WHAT IS BEING ASKED
Show in full each line of the material below that contains the word "paddleboard".

TASK INPUTS
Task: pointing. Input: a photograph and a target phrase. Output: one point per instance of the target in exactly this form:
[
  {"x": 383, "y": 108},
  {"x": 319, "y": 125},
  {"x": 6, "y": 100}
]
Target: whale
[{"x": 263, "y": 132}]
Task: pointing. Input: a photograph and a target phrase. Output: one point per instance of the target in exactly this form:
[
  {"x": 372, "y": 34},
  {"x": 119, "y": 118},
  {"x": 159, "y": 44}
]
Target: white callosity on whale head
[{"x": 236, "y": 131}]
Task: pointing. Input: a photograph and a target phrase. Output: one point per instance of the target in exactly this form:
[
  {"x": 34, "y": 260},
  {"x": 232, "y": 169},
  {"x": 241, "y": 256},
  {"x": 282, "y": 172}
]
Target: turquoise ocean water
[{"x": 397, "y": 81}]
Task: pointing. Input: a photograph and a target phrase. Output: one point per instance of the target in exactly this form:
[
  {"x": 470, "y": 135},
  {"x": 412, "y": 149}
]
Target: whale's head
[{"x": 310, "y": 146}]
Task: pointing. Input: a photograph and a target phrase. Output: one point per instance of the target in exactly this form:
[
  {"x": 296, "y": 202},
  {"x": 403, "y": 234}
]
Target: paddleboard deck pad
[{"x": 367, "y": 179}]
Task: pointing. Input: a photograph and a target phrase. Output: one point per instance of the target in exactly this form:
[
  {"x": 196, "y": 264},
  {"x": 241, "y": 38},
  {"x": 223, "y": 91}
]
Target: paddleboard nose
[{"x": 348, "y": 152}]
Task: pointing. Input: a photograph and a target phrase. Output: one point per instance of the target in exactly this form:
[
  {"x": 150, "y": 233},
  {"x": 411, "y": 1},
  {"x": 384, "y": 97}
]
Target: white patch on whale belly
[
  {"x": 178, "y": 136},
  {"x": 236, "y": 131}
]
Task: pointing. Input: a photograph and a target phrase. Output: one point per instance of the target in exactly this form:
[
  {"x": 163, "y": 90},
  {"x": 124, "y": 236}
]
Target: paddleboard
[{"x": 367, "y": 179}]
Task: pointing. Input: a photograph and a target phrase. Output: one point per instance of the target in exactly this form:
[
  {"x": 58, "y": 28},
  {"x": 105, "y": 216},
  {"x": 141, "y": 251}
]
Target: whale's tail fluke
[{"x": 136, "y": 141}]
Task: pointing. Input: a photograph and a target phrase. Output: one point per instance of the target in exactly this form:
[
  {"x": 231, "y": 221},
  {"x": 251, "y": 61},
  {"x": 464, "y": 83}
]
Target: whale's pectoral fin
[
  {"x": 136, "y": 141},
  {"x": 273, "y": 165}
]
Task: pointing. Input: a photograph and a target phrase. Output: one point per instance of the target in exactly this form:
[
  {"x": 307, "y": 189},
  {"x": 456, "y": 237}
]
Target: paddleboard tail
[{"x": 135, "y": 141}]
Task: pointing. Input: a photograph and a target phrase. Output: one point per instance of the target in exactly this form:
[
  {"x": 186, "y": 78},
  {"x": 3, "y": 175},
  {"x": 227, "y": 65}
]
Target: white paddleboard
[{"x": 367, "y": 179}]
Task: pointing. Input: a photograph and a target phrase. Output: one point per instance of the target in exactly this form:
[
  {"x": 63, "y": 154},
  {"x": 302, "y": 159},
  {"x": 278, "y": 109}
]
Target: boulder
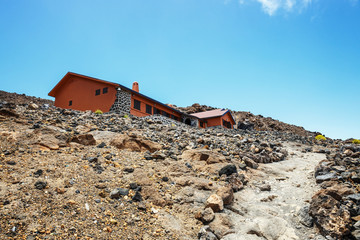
[
  {"x": 205, "y": 233},
  {"x": 84, "y": 139},
  {"x": 331, "y": 218},
  {"x": 221, "y": 225},
  {"x": 228, "y": 170},
  {"x": 206, "y": 215},
  {"x": 245, "y": 125},
  {"x": 134, "y": 143},
  {"x": 215, "y": 202},
  {"x": 208, "y": 156},
  {"x": 250, "y": 163},
  {"x": 227, "y": 194}
]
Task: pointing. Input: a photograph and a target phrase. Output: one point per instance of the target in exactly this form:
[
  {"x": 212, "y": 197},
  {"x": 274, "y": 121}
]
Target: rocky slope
[{"x": 78, "y": 175}]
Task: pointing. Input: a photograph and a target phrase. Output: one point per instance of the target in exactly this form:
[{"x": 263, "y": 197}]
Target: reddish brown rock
[
  {"x": 135, "y": 144},
  {"x": 210, "y": 157},
  {"x": 215, "y": 202},
  {"x": 331, "y": 218},
  {"x": 84, "y": 139},
  {"x": 227, "y": 194}
]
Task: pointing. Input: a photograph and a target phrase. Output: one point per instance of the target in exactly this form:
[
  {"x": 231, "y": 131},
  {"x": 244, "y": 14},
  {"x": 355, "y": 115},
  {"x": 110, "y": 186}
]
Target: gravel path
[{"x": 274, "y": 214}]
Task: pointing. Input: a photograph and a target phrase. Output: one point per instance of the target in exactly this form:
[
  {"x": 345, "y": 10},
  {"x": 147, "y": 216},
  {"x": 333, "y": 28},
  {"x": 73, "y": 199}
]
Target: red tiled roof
[{"x": 211, "y": 113}]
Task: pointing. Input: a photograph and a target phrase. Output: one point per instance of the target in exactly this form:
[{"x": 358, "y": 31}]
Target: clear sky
[{"x": 297, "y": 61}]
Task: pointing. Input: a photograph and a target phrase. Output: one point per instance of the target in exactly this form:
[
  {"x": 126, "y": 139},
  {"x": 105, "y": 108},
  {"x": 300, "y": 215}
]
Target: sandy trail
[{"x": 273, "y": 215}]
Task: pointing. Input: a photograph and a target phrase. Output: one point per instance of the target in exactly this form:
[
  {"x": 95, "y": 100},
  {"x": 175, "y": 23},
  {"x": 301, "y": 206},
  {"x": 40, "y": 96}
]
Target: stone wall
[{"x": 122, "y": 102}]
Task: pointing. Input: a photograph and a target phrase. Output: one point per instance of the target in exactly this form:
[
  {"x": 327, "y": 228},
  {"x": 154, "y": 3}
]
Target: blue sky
[{"x": 297, "y": 61}]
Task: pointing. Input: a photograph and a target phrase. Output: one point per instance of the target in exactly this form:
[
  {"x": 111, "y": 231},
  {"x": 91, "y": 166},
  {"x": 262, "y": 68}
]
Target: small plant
[{"x": 320, "y": 138}]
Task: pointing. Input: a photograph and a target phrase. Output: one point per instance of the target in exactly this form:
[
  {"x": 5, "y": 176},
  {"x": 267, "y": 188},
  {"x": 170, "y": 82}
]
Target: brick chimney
[{"x": 136, "y": 86}]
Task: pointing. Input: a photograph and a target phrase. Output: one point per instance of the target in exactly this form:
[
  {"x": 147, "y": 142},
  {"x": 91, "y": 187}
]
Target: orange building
[{"x": 79, "y": 92}]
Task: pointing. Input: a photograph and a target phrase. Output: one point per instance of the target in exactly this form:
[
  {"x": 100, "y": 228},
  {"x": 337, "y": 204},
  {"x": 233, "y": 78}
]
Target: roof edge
[{"x": 53, "y": 92}]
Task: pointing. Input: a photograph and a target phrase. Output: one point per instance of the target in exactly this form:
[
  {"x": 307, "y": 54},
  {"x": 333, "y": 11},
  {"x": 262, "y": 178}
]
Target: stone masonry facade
[{"x": 122, "y": 102}]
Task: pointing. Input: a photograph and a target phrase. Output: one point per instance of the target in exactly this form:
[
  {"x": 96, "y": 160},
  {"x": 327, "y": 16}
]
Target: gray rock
[
  {"x": 325, "y": 177},
  {"x": 116, "y": 193},
  {"x": 228, "y": 170},
  {"x": 354, "y": 197},
  {"x": 356, "y": 234},
  {"x": 304, "y": 217},
  {"x": 40, "y": 185},
  {"x": 205, "y": 233},
  {"x": 265, "y": 187},
  {"x": 250, "y": 163}
]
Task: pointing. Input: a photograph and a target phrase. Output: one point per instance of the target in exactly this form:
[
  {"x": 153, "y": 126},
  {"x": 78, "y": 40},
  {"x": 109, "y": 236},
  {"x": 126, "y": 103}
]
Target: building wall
[
  {"x": 143, "y": 102},
  {"x": 82, "y": 94},
  {"x": 216, "y": 121},
  {"x": 122, "y": 102},
  {"x": 227, "y": 117}
]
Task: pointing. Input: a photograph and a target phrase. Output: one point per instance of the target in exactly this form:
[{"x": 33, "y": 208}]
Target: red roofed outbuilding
[{"x": 217, "y": 117}]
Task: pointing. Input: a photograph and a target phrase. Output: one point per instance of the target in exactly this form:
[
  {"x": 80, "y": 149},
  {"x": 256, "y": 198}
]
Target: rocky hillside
[
  {"x": 249, "y": 121},
  {"x": 78, "y": 175}
]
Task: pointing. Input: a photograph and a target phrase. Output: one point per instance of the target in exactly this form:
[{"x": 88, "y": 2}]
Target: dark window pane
[
  {"x": 165, "y": 114},
  {"x": 136, "y": 104},
  {"x": 157, "y": 111},
  {"x": 148, "y": 109}
]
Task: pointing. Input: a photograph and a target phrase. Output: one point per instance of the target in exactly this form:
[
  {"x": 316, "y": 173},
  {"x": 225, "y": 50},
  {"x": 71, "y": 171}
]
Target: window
[
  {"x": 137, "y": 104},
  {"x": 148, "y": 109},
  {"x": 166, "y": 114},
  {"x": 157, "y": 111},
  {"x": 226, "y": 124}
]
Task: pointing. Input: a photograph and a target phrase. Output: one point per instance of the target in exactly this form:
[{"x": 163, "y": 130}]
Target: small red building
[
  {"x": 79, "y": 92},
  {"x": 217, "y": 117}
]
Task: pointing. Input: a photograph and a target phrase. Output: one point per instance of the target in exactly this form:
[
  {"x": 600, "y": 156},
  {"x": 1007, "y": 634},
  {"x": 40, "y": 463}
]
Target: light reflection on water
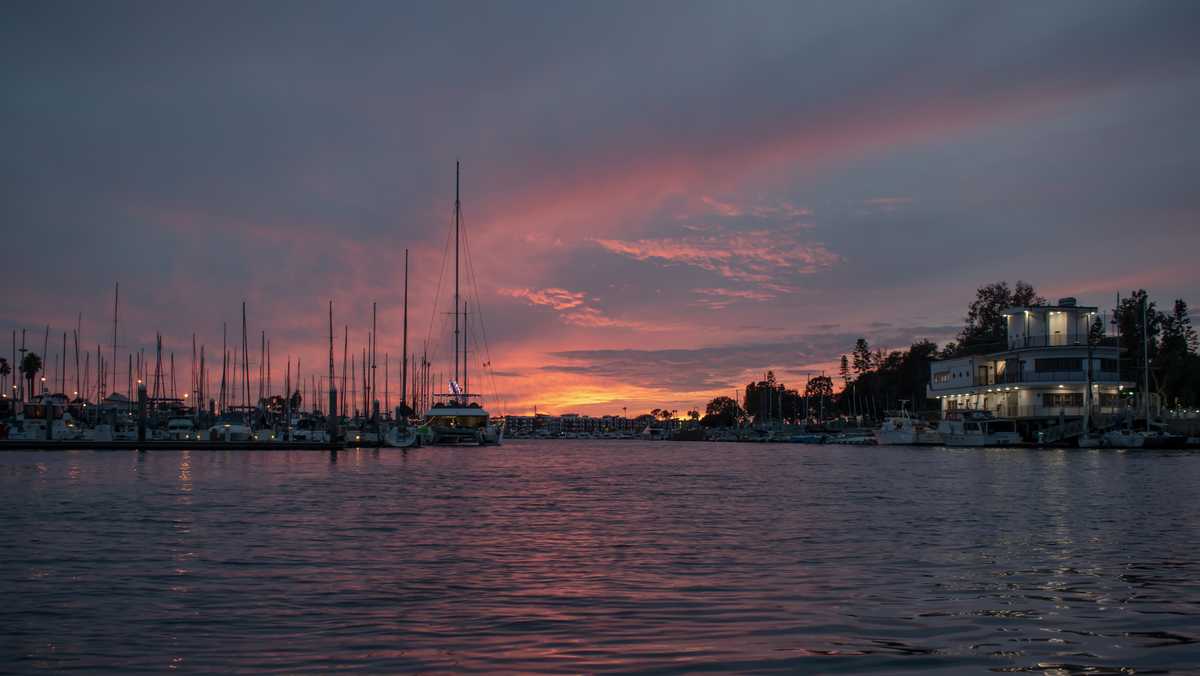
[{"x": 587, "y": 556}]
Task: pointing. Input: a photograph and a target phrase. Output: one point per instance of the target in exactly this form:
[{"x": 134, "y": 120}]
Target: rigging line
[
  {"x": 437, "y": 294},
  {"x": 479, "y": 306},
  {"x": 479, "y": 309}
]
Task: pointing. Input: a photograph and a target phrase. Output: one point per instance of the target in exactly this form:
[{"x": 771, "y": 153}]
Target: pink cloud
[
  {"x": 759, "y": 256},
  {"x": 719, "y": 298},
  {"x": 573, "y": 307},
  {"x": 553, "y": 297}
]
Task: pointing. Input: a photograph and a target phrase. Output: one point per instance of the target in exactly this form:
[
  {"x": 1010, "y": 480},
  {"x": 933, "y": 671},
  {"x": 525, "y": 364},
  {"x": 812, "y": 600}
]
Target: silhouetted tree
[
  {"x": 721, "y": 412},
  {"x": 985, "y": 328},
  {"x": 862, "y": 357}
]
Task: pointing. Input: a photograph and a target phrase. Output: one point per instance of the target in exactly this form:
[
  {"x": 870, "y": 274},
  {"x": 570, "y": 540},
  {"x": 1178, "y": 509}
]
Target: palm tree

RESPONSE TO THIS EXERCISE
Target: paddleboard deck pad
Target: paddleboard nose
Target: paddleboard
Target: paddleboard tail
Target: white paddleboard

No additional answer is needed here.